__Stated problem__: Can the data below be echoed back word for word?
------------------------------
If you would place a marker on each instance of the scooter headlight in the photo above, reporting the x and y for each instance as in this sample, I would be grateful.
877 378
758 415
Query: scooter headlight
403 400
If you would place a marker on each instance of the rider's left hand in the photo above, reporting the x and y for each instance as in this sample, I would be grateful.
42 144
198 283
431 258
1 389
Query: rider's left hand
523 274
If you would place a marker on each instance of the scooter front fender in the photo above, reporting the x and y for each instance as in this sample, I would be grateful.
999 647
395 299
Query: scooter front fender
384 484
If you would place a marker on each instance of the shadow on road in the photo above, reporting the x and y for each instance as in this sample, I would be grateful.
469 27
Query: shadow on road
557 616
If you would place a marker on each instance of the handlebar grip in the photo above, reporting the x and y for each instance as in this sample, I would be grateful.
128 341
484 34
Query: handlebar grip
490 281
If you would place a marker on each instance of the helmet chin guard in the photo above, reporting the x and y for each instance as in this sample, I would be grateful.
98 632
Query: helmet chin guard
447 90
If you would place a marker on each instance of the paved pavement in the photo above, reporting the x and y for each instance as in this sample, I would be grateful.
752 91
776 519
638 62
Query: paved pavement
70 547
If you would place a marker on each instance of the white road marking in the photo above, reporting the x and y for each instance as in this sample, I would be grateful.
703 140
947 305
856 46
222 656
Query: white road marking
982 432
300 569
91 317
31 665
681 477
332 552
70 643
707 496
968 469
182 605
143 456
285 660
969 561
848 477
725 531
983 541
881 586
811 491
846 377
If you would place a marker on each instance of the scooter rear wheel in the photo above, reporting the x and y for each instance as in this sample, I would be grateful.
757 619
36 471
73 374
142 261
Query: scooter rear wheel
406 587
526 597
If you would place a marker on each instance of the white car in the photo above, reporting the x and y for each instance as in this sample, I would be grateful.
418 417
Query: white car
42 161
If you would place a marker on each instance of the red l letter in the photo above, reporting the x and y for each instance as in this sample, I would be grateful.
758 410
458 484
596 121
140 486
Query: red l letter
------------------------------
__Output of the exercise__:
If you would place a marker on each instance of the scooter headlight in the photo above, reporting the x and y for each instance as in this sample, I would be grateful.
877 378
758 415
Query: scooter headlight
403 400
If you would place a marker on each instance of the rider's left hand in the photo above, reporting the x and y for each instance as in this sample, I would be grateful.
42 144
198 283
431 258
1 389
Query: rider's left hand
523 274
If you would place a marker on each instance of the scooter front fender in the photo above, reporting the x and y for each instance as in this sample, I would be grateful.
999 647
395 299
Query: scooter front fender
384 484
If you would place a marker on each instance of the shadow on road in the photo above, reporting the x and y for each instance as in this sample, I would be grateful.
469 27
Query: shadow on road
557 616
If you would place a marker on each instance of the handlebar grip in the photo above, reporting the x and y for each instance as in this sample, I would be grateful.
128 341
484 34
Query: handlebar grip
490 281
If you would place a marker on each instance of the helmet chin guard in the photo above, reporting the x and y for each instance as in this sample, I would be grateful.
98 632
Query: helmet chin guard
447 90
If you would place a marker on each instance of the paved pavement in the photo above, reporting the x and y for each instance as in this sample, I would be grateful.
752 91
776 519
638 62
Query: paved pavement
70 547
If you would place a marker on each instance of the white road marking in the photo above, reporting the x and y for each instance as in this sample, I would be grateful.
703 140
947 305
856 46
222 656
Query: white road marking
982 432
300 569
91 317
31 665
681 477
332 552
70 643
707 496
968 469
182 605
143 456
285 660
969 561
848 477
725 531
983 541
881 586
811 491
846 377
If you would place a marker on each instance of the scooter rear wheel in the photo above, reporting the x and y for each instance as in this sample, I would be grateful.
757 619
36 471
73 374
142 261
Query: scooter rear wheel
406 587
526 597
If you would place a marker on each instance of the white car in the photo above, reporting the x and y for each instance as in this sample, I would be grateful.
418 417
Query: white car
42 161
If you would place a marker on each instance of the red l letter in the photo above, reporting the x and y for each instance as in this sample, I would be grateful.
758 410
458 484
596 121
140 486
Query: red l letter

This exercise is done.